## Task to complete
Will you give every entry again exactly as it stands?

## Entries from a dataset
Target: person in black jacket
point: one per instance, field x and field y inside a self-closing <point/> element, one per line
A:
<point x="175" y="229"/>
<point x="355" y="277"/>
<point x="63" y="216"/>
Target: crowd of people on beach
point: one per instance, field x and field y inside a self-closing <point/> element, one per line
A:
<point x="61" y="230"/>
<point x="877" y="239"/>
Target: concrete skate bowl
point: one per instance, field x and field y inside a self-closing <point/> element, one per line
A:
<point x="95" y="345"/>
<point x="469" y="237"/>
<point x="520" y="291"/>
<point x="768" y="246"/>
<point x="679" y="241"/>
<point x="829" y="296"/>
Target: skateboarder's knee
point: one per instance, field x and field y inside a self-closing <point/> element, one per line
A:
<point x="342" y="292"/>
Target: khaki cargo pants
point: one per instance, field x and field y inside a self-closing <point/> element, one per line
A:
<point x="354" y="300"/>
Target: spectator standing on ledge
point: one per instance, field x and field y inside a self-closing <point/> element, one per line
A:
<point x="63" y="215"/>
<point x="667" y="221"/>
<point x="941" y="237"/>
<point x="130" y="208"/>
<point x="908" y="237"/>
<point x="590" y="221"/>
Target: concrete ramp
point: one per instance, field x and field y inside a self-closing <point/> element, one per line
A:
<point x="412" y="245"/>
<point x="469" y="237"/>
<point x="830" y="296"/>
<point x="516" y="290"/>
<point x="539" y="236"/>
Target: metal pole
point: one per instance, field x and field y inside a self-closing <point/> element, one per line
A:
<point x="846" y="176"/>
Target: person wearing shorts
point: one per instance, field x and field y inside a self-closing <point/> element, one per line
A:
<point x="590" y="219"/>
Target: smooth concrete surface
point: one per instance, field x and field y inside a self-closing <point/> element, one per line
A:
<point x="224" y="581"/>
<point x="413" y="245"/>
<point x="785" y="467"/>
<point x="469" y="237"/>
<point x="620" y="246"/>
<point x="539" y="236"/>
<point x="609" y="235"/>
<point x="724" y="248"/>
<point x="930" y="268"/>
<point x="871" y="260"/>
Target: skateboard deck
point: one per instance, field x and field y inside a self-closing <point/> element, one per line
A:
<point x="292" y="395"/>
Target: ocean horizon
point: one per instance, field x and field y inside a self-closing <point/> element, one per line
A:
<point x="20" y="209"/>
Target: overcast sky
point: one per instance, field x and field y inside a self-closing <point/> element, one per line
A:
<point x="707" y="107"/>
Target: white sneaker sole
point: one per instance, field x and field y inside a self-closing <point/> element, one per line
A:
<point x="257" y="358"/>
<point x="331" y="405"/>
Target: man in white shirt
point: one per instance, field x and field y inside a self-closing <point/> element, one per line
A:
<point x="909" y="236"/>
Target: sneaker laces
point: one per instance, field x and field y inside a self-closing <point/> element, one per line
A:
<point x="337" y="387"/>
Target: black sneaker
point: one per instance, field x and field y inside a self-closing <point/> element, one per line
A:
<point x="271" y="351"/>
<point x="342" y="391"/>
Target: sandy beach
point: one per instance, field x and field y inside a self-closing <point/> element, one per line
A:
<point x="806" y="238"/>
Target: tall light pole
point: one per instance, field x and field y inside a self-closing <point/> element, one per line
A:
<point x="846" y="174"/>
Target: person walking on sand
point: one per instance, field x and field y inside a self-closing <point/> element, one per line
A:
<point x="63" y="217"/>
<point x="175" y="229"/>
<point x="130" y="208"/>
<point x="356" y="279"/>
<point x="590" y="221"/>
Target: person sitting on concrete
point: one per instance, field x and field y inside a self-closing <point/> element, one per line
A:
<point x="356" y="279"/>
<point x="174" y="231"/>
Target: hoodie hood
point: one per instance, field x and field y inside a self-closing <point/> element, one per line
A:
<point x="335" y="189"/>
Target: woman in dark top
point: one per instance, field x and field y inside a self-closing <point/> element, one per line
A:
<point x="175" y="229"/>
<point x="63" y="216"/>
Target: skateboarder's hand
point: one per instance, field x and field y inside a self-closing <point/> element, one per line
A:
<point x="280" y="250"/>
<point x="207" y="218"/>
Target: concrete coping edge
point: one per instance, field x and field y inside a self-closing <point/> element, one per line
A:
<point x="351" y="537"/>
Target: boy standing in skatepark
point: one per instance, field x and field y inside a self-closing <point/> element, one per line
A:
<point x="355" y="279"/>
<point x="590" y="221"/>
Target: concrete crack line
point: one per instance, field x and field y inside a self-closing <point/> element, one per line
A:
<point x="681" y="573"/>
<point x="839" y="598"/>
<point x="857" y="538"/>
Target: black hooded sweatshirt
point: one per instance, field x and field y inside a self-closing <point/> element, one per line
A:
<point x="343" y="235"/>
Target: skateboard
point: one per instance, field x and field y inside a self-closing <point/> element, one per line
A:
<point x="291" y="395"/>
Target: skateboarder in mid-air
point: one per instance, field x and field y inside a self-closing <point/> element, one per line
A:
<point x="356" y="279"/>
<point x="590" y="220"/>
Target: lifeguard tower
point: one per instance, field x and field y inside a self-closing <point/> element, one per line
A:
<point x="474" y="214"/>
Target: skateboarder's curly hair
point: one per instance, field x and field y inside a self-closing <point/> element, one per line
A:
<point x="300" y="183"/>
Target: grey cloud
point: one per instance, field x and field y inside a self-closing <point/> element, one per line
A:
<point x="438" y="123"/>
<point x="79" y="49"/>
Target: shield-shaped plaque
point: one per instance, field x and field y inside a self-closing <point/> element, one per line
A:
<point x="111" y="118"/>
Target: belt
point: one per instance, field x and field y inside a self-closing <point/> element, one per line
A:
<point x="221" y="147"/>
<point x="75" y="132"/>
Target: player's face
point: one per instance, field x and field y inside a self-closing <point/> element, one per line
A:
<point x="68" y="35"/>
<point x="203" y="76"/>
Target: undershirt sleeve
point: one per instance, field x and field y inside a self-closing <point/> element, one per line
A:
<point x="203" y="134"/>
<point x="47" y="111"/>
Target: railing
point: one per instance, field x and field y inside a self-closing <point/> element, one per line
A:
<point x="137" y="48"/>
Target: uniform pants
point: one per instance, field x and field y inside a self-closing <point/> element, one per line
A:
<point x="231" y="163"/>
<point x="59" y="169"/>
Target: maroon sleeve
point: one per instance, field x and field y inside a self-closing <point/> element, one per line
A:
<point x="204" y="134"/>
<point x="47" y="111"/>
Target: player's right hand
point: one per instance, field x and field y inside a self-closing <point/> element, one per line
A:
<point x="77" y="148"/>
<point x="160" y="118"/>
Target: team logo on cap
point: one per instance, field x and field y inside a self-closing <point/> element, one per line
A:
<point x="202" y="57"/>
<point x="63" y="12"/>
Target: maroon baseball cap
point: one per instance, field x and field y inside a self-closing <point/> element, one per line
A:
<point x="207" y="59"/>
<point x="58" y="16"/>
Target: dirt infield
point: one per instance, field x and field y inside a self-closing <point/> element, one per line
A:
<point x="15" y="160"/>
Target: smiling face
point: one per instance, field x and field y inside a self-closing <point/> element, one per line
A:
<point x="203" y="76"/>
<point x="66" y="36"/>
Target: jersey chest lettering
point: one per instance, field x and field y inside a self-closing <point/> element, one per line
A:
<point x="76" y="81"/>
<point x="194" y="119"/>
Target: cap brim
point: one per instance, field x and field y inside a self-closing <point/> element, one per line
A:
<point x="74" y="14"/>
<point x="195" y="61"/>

## Result of the exercise
Target: person in black jacket
point: one per instance, field x and field y inside a self-closing <point/> element, one per line
A:
<point x="175" y="229"/>
<point x="355" y="277"/>
<point x="63" y="216"/>
Target: crowd of people on beach
point: one per instance, field x and field y inside a self-closing <point/> element, one per line
A:
<point x="61" y="230"/>
<point x="877" y="239"/>
Target: concrete skate bowl
point: one per instance, field x and field y inside a self-closing <point/> element, one per line
A:
<point x="95" y="345"/>
<point x="469" y="237"/>
<point x="520" y="291"/>
<point x="768" y="246"/>
<point x="679" y="241"/>
<point x="829" y="296"/>
Target: skateboarder's knee
point: one per instance, field x and field y inside a self-closing <point/> element, one per line
A:
<point x="342" y="292"/>
Target: khaki cargo pants
point: one per instance, field x and field y inside a self-closing <point/> element, one per line
A:
<point x="354" y="300"/>
Target: spectator standing on ledge
point: one per instance, field x and field y inside a self-closing <point/> element, one per line
A:
<point x="63" y="215"/>
<point x="667" y="221"/>
<point x="941" y="237"/>
<point x="130" y="208"/>
<point x="908" y="237"/>
<point x="590" y="221"/>
Target: concrete ramp
point: one per instance, field x and field y inside a self-closing <point/> element, one per line
A:
<point x="412" y="245"/>
<point x="469" y="237"/>
<point x="830" y="296"/>
<point x="516" y="290"/>
<point x="539" y="236"/>
Target: metal pole
point: one per instance, field x and field y inside a self-closing <point/> element, one per line
A:
<point x="846" y="176"/>
Target: person wearing shorts
point: one per instance, field x and field y inside a self-closing <point/> element, one per line
A:
<point x="590" y="219"/>
Target: smooth concrete surface
point: one per instance, field x and field y inside a self-closing <point/> element, one per line
A:
<point x="224" y="581"/>
<point x="413" y="245"/>
<point x="785" y="467"/>
<point x="469" y="237"/>
<point x="620" y="246"/>
<point x="539" y="236"/>
<point x="609" y="235"/>
<point x="724" y="248"/>
<point x="930" y="268"/>
<point x="871" y="260"/>
Target: skateboard deck
point: one per instance, field x and field y inside a self-closing <point/> element, one per line
A:
<point x="292" y="395"/>
Target: ocean horizon
point: one per instance, field x and field y inside a self-closing <point/> element, one per line
A:
<point x="20" y="209"/>
Target: overcast sky
point: one per instance, field x and field y inside a self-closing <point/> element, one per line
A:
<point x="707" y="107"/>
Target: white sneaker sole
point: one per instance, field x and field y inside a self-closing <point/> element, one per line
A:
<point x="257" y="358"/>
<point x="331" y="405"/>
Target: man in white shirt
point: one per instance, field x and field y inside a self-closing <point/> element, one per line
A:
<point x="909" y="236"/>
Target: sneaker laces
point: one per instance, field x and field y inside a self-closing <point/> element, one per line
A:
<point x="337" y="387"/>
Target: black sneaker
point: one per instance, field x and field y inside a self-closing <point/> element, one per line
A:
<point x="271" y="351"/>
<point x="342" y="391"/>
Target: sandy beach
point: one per instance, field x and field y inside a self-closing <point/> element, one per line
A:
<point x="806" y="238"/>
Target: tall light pole
point: one per instance, field x and field y inside a self-closing <point/> element, one per line
A:
<point x="846" y="174"/>
Target: person walking on sand
point: one per instance, field x and field y inside a self-closing <point/> element, one per line
A:
<point x="63" y="217"/>
<point x="175" y="229"/>
<point x="130" y="208"/>
<point x="356" y="279"/>
<point x="590" y="221"/>
Target: person sitting on concrete
point: one per instance, field x and field y inside a self-closing <point/> element, one per line
A:
<point x="356" y="279"/>
<point x="174" y="231"/>
Target: hoodie hood
point: one per instance, field x and field y inside a self-closing <point/> element, one per line
A:
<point x="335" y="189"/>
Target: woman in dark top
point: one per instance, field x and field y inside a self-closing <point/> element, one per line
A:
<point x="175" y="229"/>
<point x="63" y="216"/>
Target: skateboarder's hand
point: one per instance, field x and field y inside a self-closing <point/> element, one per line
A:
<point x="280" y="250"/>
<point x="207" y="218"/>
Target: concrete coping edge
point: one per instance, field x and field y inside a self-closing <point/> element, one per line
A:
<point x="351" y="537"/>
Target: boy standing in skatepark
point: one per instance, field x and field y inside a self-closing <point/> element, one per line
A:
<point x="355" y="279"/>
<point x="590" y="221"/>
Target: concrete crack line
point: one per instance, field x and field y inside a self-closing <point/> element, one per line
A:
<point x="681" y="573"/>
<point x="839" y="598"/>
<point x="857" y="538"/>
Target: black hooded sweatshirt
point: one per instance, field x and field y inside a self-closing <point/> element, one per line
A:
<point x="343" y="235"/>
Target: skateboard
point: one per instance, field x and field y inside a self-closing <point/> element, one per line
A:
<point x="291" y="395"/>
Target: skateboarder in mid-air
point: one per instance, field x and field y inside a self-closing <point/> element, one per line
A:
<point x="356" y="279"/>
<point x="590" y="220"/>
Target: lifeguard tower
point: one per instance, field x and field y inside a self-closing <point/> element, one per line
A:
<point x="474" y="214"/>
Target: skateboarder's curly hair
point: one per instance, field x and field y inside a self-closing <point/> element, one per line
A:
<point x="300" y="183"/>
Target: grey cloud
point: one per instance, field x and field y inside a self-closing <point/> element, one per line
A:
<point x="438" y="123"/>
<point x="79" y="49"/>
Target: shield-shaped plaque
point: one per instance, field x and field y inside a self-closing <point/> element, one per line
A:
<point x="111" y="118"/>
Target: belt
point: one per instance, field x and field y inside a self-closing <point/> element, one per line
A:
<point x="221" y="147"/>
<point x="75" y="132"/>
Target: player's face
point: one per instance, field x and field y inside a self-closing <point/> element, one per line
A:
<point x="68" y="35"/>
<point x="203" y="76"/>
Target: undershirt sleeve
point: one per instance, field x and field y inside a self-closing <point/> element, one per line
A:
<point x="203" y="134"/>
<point x="47" y="111"/>
Target: railing
point: one per instance, field x and field y inside a self-closing <point/> element, one per line
A:
<point x="137" y="48"/>
Target: uniform pants
point: one per instance, field x and field y inside a self-closing <point/> element, one per line
A:
<point x="231" y="163"/>
<point x="59" y="169"/>
Target: maroon sleeve
point: one per instance, field x and field y inside a self-closing <point/> element, one per line
A:
<point x="204" y="134"/>
<point x="47" y="111"/>
Target: player's right hand
point: one per instance, field x and field y inside a self-closing <point/> element, one per line
A:
<point x="77" y="148"/>
<point x="160" y="118"/>
Target: team logo on cap
point: one per instance, field x and field y inside a self-closing <point/> element, one per line
A:
<point x="202" y="57"/>
<point x="63" y="12"/>
Target: maroon baseball cap
point: one per instance, field x and field y inside a self-closing <point/> element, one per line
A:
<point x="207" y="59"/>
<point x="58" y="16"/>
Target: dirt infield
point: one per instance, field x and field y inside a self-closing <point/> element, one per line
A:
<point x="15" y="160"/>
Target: smiling face
point: one per instance, field x and field y inside a self-closing <point/> element, one per line
A:
<point x="203" y="76"/>
<point x="66" y="36"/>
Target: jersey chest lettering
point: one per instance, field x and field y inside a self-closing <point/> element, one per line
A:
<point x="76" y="81"/>
<point x="194" y="119"/>
Target: cap brim
point: one per instance, field x and field y inside a self-closing <point/> element, one per line
A:
<point x="74" y="14"/>
<point x="195" y="61"/>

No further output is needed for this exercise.